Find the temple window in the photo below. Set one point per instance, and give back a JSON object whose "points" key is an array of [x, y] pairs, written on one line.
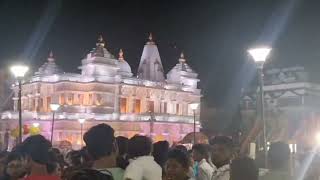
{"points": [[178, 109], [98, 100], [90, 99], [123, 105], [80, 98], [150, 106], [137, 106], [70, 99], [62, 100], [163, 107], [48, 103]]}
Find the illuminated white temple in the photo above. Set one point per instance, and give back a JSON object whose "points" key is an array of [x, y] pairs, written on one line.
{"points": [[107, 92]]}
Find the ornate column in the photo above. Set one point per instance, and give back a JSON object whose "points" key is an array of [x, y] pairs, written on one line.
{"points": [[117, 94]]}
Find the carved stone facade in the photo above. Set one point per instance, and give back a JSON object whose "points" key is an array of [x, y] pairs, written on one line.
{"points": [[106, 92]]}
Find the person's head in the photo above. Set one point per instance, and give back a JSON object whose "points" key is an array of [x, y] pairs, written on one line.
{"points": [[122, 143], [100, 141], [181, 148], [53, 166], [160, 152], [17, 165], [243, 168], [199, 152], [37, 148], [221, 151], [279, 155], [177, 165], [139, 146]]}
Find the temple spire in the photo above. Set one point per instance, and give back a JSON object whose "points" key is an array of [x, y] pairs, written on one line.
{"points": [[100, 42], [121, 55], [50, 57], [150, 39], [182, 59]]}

...

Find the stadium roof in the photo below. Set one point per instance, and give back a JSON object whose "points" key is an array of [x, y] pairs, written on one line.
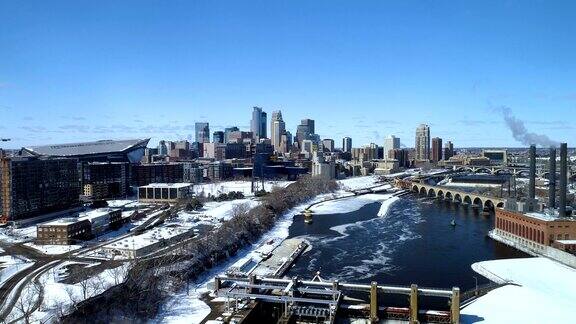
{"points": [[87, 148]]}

* [To do]
Which rows above contain the string "below"? Gather every one of them and copy each in full.

* [Problem solution]
Find the temple window in the photo below. Set one point per instance, and give back a JSON object whose "points" key is an array of [x, y] pairs, written on one line.
Find the stadium roof in the photo below. Set one point per instance, and give back a JSON object whose "points" key is an array of [x, y] pairs, written on one line.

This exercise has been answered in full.